**Assignment**:
Every line below should be repeated exactly.

**Data listing**:
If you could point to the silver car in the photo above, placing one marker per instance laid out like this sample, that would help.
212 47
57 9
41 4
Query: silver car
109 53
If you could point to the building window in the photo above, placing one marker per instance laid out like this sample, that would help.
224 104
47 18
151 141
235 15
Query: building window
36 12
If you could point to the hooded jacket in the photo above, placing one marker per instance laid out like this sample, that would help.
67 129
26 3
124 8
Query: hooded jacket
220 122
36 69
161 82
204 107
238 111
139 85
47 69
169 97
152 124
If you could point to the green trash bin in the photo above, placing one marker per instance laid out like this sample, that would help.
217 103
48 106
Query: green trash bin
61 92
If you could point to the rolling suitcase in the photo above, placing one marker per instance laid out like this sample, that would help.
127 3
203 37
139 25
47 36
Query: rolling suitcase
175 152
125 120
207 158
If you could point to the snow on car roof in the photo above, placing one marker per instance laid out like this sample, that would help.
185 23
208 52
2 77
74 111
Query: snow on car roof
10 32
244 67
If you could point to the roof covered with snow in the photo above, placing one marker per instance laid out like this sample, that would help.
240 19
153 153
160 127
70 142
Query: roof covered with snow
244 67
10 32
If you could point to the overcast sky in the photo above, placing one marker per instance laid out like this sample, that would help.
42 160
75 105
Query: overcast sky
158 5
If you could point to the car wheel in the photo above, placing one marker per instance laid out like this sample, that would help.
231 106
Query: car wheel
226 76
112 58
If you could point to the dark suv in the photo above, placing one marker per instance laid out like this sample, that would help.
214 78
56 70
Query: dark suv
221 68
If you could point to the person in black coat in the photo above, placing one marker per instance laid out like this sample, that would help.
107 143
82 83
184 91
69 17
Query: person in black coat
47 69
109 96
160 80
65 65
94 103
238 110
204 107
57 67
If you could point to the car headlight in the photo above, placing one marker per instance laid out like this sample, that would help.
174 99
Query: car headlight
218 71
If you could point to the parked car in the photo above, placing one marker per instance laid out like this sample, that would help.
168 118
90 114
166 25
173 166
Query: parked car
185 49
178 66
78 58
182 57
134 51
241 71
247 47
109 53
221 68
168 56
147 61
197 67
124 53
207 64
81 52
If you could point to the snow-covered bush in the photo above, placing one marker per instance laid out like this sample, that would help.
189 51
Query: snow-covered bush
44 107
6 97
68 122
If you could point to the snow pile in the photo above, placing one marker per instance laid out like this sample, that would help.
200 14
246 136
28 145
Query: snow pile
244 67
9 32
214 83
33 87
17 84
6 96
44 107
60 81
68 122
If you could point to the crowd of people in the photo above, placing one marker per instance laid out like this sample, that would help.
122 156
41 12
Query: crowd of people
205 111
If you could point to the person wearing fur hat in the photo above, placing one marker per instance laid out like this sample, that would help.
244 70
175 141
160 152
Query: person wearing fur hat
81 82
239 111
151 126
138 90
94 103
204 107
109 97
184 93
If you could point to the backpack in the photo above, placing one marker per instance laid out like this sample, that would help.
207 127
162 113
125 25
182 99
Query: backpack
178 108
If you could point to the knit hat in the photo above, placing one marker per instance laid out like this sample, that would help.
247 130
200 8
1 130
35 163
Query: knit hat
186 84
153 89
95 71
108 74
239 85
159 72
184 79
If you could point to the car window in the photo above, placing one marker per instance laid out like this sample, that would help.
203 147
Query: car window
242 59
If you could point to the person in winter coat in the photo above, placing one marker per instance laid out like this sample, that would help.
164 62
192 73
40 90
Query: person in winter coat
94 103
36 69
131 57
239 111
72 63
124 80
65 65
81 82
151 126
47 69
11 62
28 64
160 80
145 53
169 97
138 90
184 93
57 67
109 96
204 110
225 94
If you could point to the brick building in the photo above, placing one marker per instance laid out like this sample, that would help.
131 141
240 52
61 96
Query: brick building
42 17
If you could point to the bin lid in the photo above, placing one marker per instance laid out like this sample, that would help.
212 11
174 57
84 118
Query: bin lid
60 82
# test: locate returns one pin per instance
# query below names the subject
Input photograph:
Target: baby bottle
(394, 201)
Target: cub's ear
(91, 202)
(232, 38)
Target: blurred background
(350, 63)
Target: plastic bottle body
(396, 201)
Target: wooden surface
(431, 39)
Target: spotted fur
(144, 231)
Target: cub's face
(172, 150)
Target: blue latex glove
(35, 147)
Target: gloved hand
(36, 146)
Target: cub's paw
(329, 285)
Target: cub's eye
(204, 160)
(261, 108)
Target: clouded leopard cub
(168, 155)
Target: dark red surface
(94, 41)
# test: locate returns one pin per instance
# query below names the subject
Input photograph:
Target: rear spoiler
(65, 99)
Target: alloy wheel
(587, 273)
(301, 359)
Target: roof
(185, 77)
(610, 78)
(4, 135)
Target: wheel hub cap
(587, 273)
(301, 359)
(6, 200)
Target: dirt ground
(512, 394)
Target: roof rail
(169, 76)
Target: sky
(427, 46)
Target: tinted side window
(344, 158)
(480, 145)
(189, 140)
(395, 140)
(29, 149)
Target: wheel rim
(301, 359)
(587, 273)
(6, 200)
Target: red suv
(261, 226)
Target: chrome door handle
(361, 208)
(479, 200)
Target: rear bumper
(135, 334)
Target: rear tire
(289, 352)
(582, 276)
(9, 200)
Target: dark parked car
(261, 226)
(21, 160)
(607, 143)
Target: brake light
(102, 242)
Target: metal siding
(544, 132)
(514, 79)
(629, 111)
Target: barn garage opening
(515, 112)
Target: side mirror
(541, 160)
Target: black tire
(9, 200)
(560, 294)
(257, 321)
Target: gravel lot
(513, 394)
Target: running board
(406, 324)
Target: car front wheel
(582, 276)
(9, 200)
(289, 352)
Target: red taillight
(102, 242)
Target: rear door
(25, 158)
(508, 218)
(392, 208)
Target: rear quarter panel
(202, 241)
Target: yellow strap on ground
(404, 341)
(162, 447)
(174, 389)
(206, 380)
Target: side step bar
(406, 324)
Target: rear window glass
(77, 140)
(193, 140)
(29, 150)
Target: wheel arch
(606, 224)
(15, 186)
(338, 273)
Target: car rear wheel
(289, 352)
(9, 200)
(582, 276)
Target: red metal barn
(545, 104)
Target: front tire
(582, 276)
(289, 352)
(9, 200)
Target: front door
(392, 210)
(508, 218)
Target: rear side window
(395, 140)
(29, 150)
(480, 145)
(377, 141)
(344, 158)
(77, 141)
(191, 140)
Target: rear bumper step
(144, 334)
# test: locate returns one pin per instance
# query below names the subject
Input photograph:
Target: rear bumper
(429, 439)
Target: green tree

**Answer to the problem**:
If you could point to the silver car in the photo above, placing one marker per instance laid out like this sample, that would help.
212 47
57 9
41 4
Query: silver car
109 53
If you could point to the building window in the photo above, placing one marker per instance laid out like this sample, that would help.
224 104
47 18
151 141
235 15
Query: building window
36 12
If you could point to the hooded jacket in the photo above, placing one marker per instance laid out like this sample, that would help.
67 129
26 3
124 8
Query: hooded jacket
220 122
36 69
161 82
204 107
238 111
139 85
47 69
169 97
152 124
If you could point to the green trash bin in the photo above, placing one marker per instance laid out like this sample, that would help.
217 103
48 106
Query: green trash bin
61 92
If you could point to the rolling suitcase in the photo above, placing one marker per instance laid out like this sample, that would help.
127 3
203 37
139 25
47 36
Query: rolling suitcase
175 152
125 120
207 158
If you could point to the snow on car roof in the photo above, placing one marker per instance laid out like this sample, that would help.
185 23
208 52
2 77
74 111
Query: snow on car roof
10 32
244 67
If you could point to the roof covered with snow in the photo above, placing one marker per instance laid out like this sample, that would help.
240 19
153 153
160 127
70 142
Query: roof covered with snow
244 67
10 32
If you could point to the overcast sky in the photo above, placing one marker per instance laid out like this sample, that would help.
42 160
75 105
Query: overcast sky
158 5
If you could point to the car wheel in the photo above, placing one marker per instance laid out like this sample, that would help.
231 106
Query: car wheel
226 76
112 58
If you could point to the dark suv in the photo above, placing one marker per instance laid out like this sample, that would help.
214 78
56 70
Query: dark suv
221 68
If you could point to the person in black coat in the photo above, placing one marker per instance laid out like this sample, that would help.
107 143
82 83
184 91
69 17
Query: person in black coat
47 69
109 96
160 80
65 65
94 103
238 110
204 107
57 67
If you could point to the car headlight in the photo above, placing one marker per instance laid out like this sample, that would help.
174 99
Query: car headlight
218 71
If you could point to the parked car in the photo above, placing one marker per instance laid out like this sample, that would help.
168 118
90 114
166 25
173 166
Query: parked car
185 49
178 66
78 58
182 57
134 51
241 71
247 47
109 53
221 68
168 56
147 61
197 67
124 53
207 64
81 52
If you could point to the snow-covered bush in the photo above, placing one marker per instance laid out like this sample, that would help.
189 51
Query: snow-covered bush
44 107
6 97
68 122
If you could point to the snow pile in the photo above, placing one marker per instance laid out like this sample, that would help.
200 14
246 136
28 145
Query: snow pile
244 67
9 32
214 83
33 87
17 84
6 96
44 107
60 81
68 122
If you could point to the crowd of people in the photo above, placing one marker per instance laid out like this sample, that would help.
122 156
41 12
Query: crowd of people
205 111
If you could point to the person wearing fur hat in the photo above, placing one marker per instance laid out like this sample, that would help.
244 70
175 141
160 152
Query: person wearing fur hat
81 82
239 111
151 126
138 90
94 103
204 107
109 97
184 93
If you could point to the backpack in the photo above, placing one marker per instance laid out like this sample, that would help.
207 127
162 113
125 25
182 99
Query: backpack
178 108
If you could point to the knit hat in the photo above, placing one marker per instance laid out like this sample, that would help.
247 130
200 8
1 130
35 163
Query: knit hat
186 84
153 89
95 71
108 74
239 85
159 72
184 79
If you could point to the car window in the photo above, placing one marker per instance laid out like this sample, that would help.
203 147
Query: car window
242 59
If you could point to the person in winter coat in the photo above, placing one marker per instance laid out like this sample, that would help.
164 62
192 73
40 90
Query: person in winter coat
94 103
36 69
131 57
239 111
72 63
124 80
65 65
81 82
151 126
47 69
11 62
28 64
160 80
145 53
169 97
138 90
184 93
57 67
109 96
204 110
225 94
If you could point to the brick building in the photo above, placing one marker per instance laid out like this sample, that would help.
131 141
240 52
61 96
Query: brick building
42 17
If you could point to the bin lid in the photo above, placing one marker per instance laid out like this sample, that would help.
212 11
174 57
84 118
Query: bin lid
60 82
# test: locate returns one pin per instance
# query below names the subject
Input photograph:
Target: baby bottle
(394, 201)
Target: cub's ear
(91, 202)
(232, 38)
Target: blurred background
(350, 63)
Target: plastic bottle body
(396, 201)
Target: wooden surface
(431, 39)
Target: spotted fur
(144, 231)
Target: cub's face
(172, 150)
Target: blue latex glove
(35, 147)
Target: gloved hand
(36, 146)
Target: cub's paw
(329, 285)
Target: cub's eye
(204, 160)
(261, 108)
Target: clouded leopard cub
(168, 155)
Target: dark red surface
(94, 41)
# test: locate returns one pin per instance
# query below names the subject
Input photograph:
Target: rear spoiler
(65, 99)
Target: alloy wheel
(587, 273)
(301, 359)
Target: roof
(185, 77)
(610, 78)
(4, 135)
Target: wheel hub cap
(587, 273)
(301, 359)
(6, 200)
Target: dirt ground
(512, 394)
Target: roof rail
(169, 76)
Target: sky
(427, 46)
Target: tinted side window
(344, 158)
(480, 145)
(189, 140)
(395, 140)
(29, 149)
Target: wheel rim
(301, 359)
(587, 273)
(6, 200)
Target: red suv
(261, 226)
Target: chrome door handle
(361, 208)
(479, 200)
Target: rear bumper
(135, 334)
Target: rear tire
(289, 352)
(582, 276)
(9, 200)
Target: dark parked car
(261, 226)
(21, 160)
(607, 143)
Target: brake light
(102, 242)
Target: metal siding
(544, 132)
(514, 79)
(629, 111)
Target: barn garage opening
(515, 112)
Target: side mirror
(541, 160)
Target: black tire
(9, 200)
(560, 294)
(257, 321)
Target: gravel lot
(513, 394)
Target: running board
(406, 324)
Target: car front wheel
(582, 276)
(9, 200)
(289, 352)
Target: red taillight
(102, 242)
Target: rear door
(25, 158)
(508, 218)
(392, 208)
Target: rear quarter panel
(202, 241)
Target: yellow strap on ground
(404, 341)
(162, 447)
(174, 389)
(206, 380)
Target: side step bar
(406, 324)
Target: rear window glass
(77, 140)
(193, 140)
(29, 150)
Target: wheel arch
(606, 224)
(15, 186)
(338, 273)
Target: car rear wheel
(289, 352)
(9, 200)
(582, 276)
Target: red metal barn
(545, 104)
Target: front tire
(582, 276)
(289, 352)
(9, 200)
Target: front door
(392, 210)
(508, 218)
Target: rear side window
(395, 140)
(29, 150)
(480, 145)
(377, 141)
(344, 158)
(77, 141)
(191, 140)
Target: rear bumper step
(144, 334)
# test: locate returns one pin per instance
# query below names the subject
Input photograph:
Target: rear bumper
(429, 439)
Target: green tree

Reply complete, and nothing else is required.